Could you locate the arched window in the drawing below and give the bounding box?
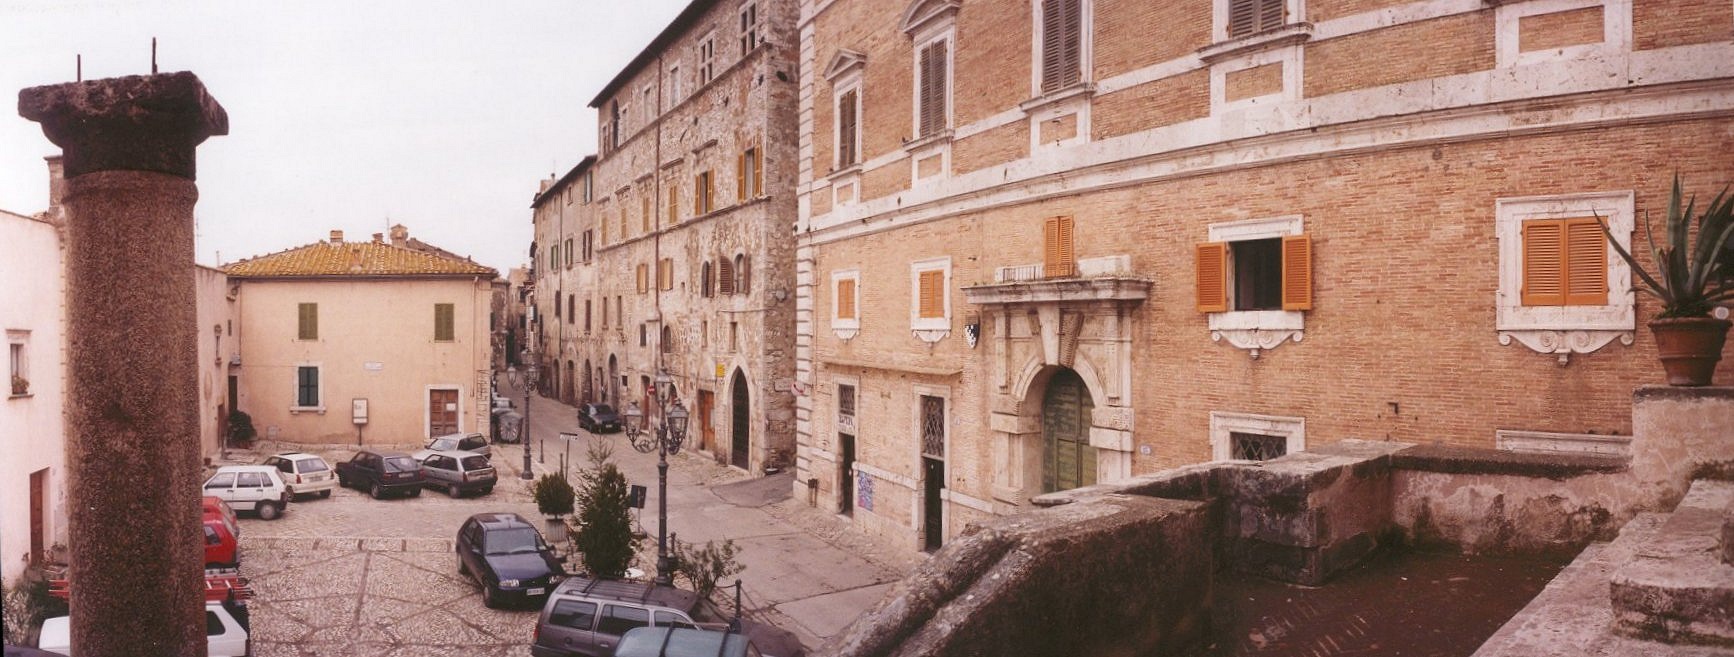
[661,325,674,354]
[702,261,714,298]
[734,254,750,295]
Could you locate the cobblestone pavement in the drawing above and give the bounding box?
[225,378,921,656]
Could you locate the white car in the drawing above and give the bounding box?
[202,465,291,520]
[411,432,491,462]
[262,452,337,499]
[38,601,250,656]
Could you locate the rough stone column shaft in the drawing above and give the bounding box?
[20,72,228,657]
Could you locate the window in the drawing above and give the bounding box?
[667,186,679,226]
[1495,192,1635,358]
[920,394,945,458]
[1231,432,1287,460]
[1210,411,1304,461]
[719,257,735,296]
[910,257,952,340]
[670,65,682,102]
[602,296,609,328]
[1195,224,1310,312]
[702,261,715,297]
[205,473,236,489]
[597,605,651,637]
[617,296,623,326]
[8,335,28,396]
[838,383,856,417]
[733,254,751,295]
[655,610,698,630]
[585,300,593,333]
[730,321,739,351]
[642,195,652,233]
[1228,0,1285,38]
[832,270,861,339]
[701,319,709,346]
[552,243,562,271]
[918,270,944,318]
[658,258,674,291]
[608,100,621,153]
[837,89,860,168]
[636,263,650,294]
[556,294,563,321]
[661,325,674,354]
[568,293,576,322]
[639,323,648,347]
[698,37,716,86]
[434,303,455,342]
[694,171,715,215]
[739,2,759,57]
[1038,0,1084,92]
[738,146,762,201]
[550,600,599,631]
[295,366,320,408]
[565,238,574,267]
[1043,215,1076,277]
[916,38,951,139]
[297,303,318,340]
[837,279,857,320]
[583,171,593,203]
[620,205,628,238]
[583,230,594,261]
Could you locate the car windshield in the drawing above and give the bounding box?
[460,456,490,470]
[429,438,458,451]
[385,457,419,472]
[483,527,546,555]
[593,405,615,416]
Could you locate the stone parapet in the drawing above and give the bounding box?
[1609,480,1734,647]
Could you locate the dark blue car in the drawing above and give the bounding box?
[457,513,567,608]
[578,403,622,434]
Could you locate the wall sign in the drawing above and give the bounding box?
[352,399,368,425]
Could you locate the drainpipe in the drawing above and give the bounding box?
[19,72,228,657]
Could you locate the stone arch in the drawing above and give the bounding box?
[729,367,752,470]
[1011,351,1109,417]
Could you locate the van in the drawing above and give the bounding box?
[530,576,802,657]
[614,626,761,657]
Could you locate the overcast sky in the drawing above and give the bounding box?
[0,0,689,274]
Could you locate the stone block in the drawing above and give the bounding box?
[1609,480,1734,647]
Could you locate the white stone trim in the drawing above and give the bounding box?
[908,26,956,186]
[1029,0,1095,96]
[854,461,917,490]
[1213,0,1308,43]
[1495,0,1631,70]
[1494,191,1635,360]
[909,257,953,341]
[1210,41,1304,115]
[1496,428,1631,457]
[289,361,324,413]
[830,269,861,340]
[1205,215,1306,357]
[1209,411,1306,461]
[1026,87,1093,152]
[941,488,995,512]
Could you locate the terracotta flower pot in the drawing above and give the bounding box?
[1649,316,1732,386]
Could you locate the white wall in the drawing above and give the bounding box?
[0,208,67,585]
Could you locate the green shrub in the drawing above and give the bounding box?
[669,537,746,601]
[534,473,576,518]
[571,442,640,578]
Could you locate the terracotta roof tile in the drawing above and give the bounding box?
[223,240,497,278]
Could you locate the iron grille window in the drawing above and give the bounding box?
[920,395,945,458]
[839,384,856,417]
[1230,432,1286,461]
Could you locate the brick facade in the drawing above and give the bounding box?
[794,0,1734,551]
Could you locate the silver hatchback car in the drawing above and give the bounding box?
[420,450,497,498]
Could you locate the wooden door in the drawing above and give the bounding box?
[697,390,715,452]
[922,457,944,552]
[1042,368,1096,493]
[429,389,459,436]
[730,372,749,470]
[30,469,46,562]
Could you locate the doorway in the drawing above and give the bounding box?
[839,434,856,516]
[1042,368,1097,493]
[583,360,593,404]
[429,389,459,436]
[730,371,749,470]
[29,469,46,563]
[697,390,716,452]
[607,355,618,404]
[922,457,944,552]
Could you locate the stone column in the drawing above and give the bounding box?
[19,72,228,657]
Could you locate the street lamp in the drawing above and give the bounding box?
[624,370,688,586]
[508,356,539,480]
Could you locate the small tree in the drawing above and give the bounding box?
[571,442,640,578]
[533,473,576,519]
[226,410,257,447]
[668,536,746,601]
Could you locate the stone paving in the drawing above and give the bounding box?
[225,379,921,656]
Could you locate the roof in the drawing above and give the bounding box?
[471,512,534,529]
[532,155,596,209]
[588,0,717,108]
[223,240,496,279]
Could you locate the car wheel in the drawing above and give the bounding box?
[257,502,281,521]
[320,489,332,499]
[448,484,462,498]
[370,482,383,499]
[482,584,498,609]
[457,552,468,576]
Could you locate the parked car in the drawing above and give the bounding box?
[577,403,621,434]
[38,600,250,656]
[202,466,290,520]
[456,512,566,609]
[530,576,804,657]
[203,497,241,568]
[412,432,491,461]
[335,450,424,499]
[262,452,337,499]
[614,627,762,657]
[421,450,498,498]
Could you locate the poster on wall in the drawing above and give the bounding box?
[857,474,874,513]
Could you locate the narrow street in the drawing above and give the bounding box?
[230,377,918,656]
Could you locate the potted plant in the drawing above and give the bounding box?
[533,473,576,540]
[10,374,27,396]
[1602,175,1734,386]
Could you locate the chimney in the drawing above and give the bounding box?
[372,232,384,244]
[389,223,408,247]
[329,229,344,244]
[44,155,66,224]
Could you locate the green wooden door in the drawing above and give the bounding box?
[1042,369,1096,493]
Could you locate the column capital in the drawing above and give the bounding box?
────────────────
=== Required work ===
Without altering anything, output all the lines above but none of the images.

=== Result of this exercise ===
Could you locate the arched window in the drawing below and give the bounding box?
[661,325,674,354]
[702,261,714,298]
[734,254,750,295]
Could you locate the cobblestone pavement in the drawing above and give the bounding box?
[225,378,921,656]
Could you locate the white car in the drawing above and give the bounding box?
[202,465,291,520]
[411,432,491,462]
[262,452,337,499]
[38,601,250,656]
Could you locate the rough stone column shaft in the drawing above and give the bounding box?
[20,72,228,657]
Could you locate the window in the drawing above and give the bounding box?
[667,186,679,226]
[1495,192,1635,358]
[920,394,945,458]
[1231,432,1287,460]
[1210,411,1304,461]
[719,257,735,296]
[910,257,952,340]
[670,65,682,102]
[602,296,609,328]
[1195,224,1310,312]
[702,261,715,297]
[205,473,236,489]
[597,605,651,637]
[617,296,623,326]
[8,335,28,396]
[838,383,856,417]
[733,254,751,295]
[655,610,698,630]
[585,300,593,333]
[730,321,739,351]
[642,195,652,233]
[1228,0,1285,38]
[832,270,861,339]
[701,319,709,346]
[552,243,562,271]
[918,270,944,318]
[658,258,674,291]
[608,100,621,153]
[837,89,860,168]
[636,263,650,294]
[556,294,563,321]
[661,325,674,354]
[568,293,576,322]
[639,323,648,347]
[698,37,716,86]
[434,303,455,342]
[694,171,715,215]
[739,2,759,57]
[1038,0,1084,92]
[738,146,762,201]
[550,600,599,631]
[295,366,320,408]
[565,238,574,267]
[1043,215,1076,277]
[916,38,951,139]
[297,303,318,340]
[837,279,857,320]
[583,171,593,203]
[620,205,628,238]
[583,230,594,261]
Could you locate the car windshield in the drawing above and give the bounding box?
[460,456,490,470]
[429,438,458,451]
[385,457,419,472]
[483,527,546,555]
[593,405,615,416]
Could you locate the stone parapet in the drawing above and give the bounding box?
[1609,480,1734,647]
Could you locate the dark blue car in the drawing above and give the bounding box?
[457,513,567,608]
[578,403,622,434]
Could you locate the wall sign in the drawing above and give the bounding box?
[352,399,368,425]
Could you locate the drainpipe in the drawing above and give the bounding box?
[19,72,228,657]
Could you locate the stone arch in the drawing above and give the bounding box?
[729,367,752,470]
[1011,351,1109,417]
Could you locate the van in the drawing above and give the bounding box?
[530,576,802,657]
[614,626,761,657]
Could you locate the overcast sky in the drawing above and give the bounding box?
[0,0,689,274]
Could you locate the stone block in the drawing above and give the bounding box?
[1609,480,1734,647]
Could you locate the white stone trim in the drawing above and give the bounding box?
[908,26,956,186]
[1029,0,1095,96]
[854,461,917,490]
[1213,0,1308,43]
[1495,0,1631,70]
[1494,191,1635,360]
[909,257,953,341]
[1210,41,1304,115]
[1496,428,1631,457]
[289,361,324,413]
[830,269,861,340]
[1205,215,1306,357]
[1209,411,1306,461]
[1026,87,1093,152]
[941,488,995,512]
Could you locate the terracotta flower pot in the drawing above and give the bounding box?
[1649,316,1732,386]
Could you locate the white wall in the drawing above and give the bounding box?
[0,208,67,585]
Could you locate the green shrub in the drawing above and give the bounding box?
[669,537,746,601]
[534,473,576,518]
[571,442,640,578]
Could you locate the terracotta roof tile in the drawing above and give the bounding box?
[223,240,497,278]
Could you locate the iron grille window in the drawing above and give the bounding box?
[920,395,945,458]
[839,384,856,417]
[1230,432,1286,461]
Could you locate the brick facade in the drawing above and give the bounding box?
[794,0,1734,551]
Could you locate the silver hatchback car in the drawing above and give the bounding box?
[420,450,497,498]
Could you locate the wooden door in the drawing above and give the bounding box?
[697,390,715,452]
[922,457,944,552]
[1042,368,1096,493]
[429,389,459,436]
[730,372,749,470]
[30,469,46,562]
Could you locate the doorway in the drawing above and give the bounding box?
[839,434,856,516]
[1042,368,1097,493]
[583,360,593,404]
[429,389,459,436]
[730,371,749,470]
[29,469,46,563]
[697,390,716,452]
[607,355,618,404]
[922,457,944,552]
Could you locate the stone column in the drawing above and give the bounding box?
[19,72,228,657]
Could you locate the street lamp in the drawing above and give the bounding box?
[624,370,688,586]
[508,356,539,480]
Could you locate the small tree in the drawing above and give the bounding box?
[571,442,640,578]
[533,473,576,519]
[226,410,257,447]
[668,536,746,601]
Could you locate the stone paving in the drawing above and give the bounding box?
[225,379,921,656]
Could you locate the roof in the drawing above and give the bounding box?
[471,512,534,529]
[532,155,596,209]
[588,0,717,108]
[223,240,496,279]
Could you locate the car wheel in the drawing above and give the bounding box?
[257,502,281,521]
[320,489,332,499]
[448,484,462,498]
[370,482,383,499]
[482,584,498,609]
[457,552,468,576]
Could you locate the parked car in the drawing above and give the bounding box?
[577,403,621,434]
[38,600,250,656]
[202,466,290,520]
[456,512,566,609]
[530,576,804,657]
[203,497,241,568]
[412,432,491,461]
[335,450,424,499]
[262,452,337,499]
[614,627,762,657]
[421,450,498,498]
Could you locate the poster on wall in the drawing above and give the bounding box?
[857,474,874,513]
Could you locate the narrow street in the drawing above and give the bounding box?
[230,377,918,656]
Could you locate the potted plant in the drawing above and give the bounding box?
[533,473,576,540]
[10,374,27,396]
[1602,175,1734,386]
Could you locate the chimney in the drawing above and give the bounding box?
[372,232,384,244]
[389,223,408,247]
[329,229,344,244]
[44,155,66,224]
Could you locate the green wooden door in the drawing above and give the bounding box?
[1042,369,1096,493]
Could you locate the column capital in the drawing above and give the bounding box?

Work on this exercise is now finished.